>> Start DATASET CONTENT
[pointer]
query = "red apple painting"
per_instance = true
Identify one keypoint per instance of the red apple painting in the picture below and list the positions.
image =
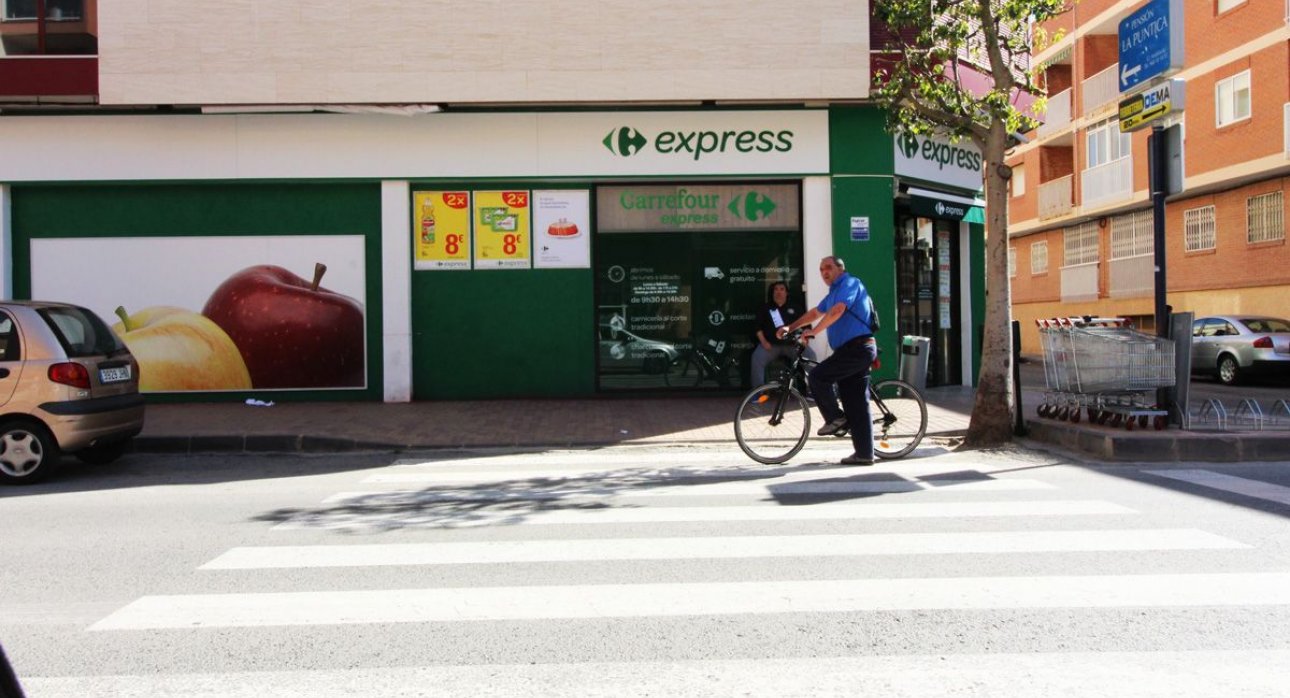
>> End DATASET CONTENT
*WHAT YOU NEED TO DO:*
Reproduce every line of the items above word for word, omitting the pictures.

*RESULT:*
[pointer]
query = "red apple painting"
per_instance = true
Identify one keypoint per instance of the red apple painting in the picture below and list the positions.
image =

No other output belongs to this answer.